►

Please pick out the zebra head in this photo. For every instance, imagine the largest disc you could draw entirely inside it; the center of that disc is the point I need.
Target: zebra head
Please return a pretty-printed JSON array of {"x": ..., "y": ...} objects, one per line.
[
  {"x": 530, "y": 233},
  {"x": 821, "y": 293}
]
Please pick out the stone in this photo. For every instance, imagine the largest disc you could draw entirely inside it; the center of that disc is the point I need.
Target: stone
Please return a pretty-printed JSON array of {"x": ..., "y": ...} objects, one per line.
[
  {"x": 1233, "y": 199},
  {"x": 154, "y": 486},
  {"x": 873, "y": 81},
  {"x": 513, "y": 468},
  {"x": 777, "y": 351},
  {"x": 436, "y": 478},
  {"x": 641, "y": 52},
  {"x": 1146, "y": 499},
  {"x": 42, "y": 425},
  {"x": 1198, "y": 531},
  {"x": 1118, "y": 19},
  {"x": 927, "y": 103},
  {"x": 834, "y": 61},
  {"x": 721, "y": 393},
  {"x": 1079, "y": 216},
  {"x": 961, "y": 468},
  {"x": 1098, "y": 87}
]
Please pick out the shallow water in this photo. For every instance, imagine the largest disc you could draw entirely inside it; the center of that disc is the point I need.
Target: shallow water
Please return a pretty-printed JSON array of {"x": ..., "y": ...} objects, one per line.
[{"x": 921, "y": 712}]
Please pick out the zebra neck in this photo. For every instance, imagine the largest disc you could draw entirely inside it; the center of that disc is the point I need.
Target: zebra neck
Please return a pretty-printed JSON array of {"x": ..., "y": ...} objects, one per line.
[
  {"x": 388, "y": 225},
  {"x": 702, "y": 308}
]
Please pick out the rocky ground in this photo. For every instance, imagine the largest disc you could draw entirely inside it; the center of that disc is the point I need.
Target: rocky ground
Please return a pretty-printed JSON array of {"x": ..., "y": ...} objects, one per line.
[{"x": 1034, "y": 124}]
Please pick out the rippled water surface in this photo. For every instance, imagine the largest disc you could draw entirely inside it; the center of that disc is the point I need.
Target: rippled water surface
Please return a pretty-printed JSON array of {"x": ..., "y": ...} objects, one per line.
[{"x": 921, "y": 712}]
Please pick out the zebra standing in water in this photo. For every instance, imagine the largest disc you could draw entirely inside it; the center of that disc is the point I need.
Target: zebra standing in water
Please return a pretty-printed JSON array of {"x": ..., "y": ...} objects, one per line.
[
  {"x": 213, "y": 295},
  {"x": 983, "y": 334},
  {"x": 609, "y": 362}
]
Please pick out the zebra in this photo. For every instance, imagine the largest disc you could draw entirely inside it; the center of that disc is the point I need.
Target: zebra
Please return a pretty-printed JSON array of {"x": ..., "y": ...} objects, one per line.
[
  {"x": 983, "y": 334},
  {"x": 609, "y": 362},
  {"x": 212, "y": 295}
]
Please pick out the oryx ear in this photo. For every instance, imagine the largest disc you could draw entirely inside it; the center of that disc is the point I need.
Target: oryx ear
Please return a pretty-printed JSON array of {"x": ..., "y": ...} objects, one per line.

◄

About this task:
Show every line above where "entirely" is found.

Response box:
Please pick out the zebra head in this photo. For every instance, imagine the largest disc you could draw entirely inside it; the center of that disc is the point I need.
Please pick out the stone in this photo. For every instance, imagine the largest disc you could draw entirely inside it; the center of that disc is the point I need.
Please pick out the shallow water in this photo. For every instance, imagine the largest disc you could draw entirely inside it; the center of that disc is the point I need.
Please pick out the zebra neck in this photo. For every instance, imagine the largest disc you could draw entirely inside it; the center of that disc is the point I need.
Please pick out the rocky ground in this photo. For every instance, imagine the largest disc you could draw entirely inside it; the center of that disc is the point I need.
Please pick out the rippled water surface in this photo. For every instance, imagine the largest disc you could draw entirely inside it; the center of that disc is the point I need.
Please pick out the zebra standing in water in this photo. For every instance, imagine the largest disc you could draw entirely inside it; the center of that disc is the point I need.
Please pick out the zebra in this photo. For every instance, imagine the largest disc you could draw entirely inside it; the center of that disc is the point I need.
Please pick out the oryx ear in this photo. For every instance, imagine the largest disc you could draw entirely inside it; the center of that disc is the point I need.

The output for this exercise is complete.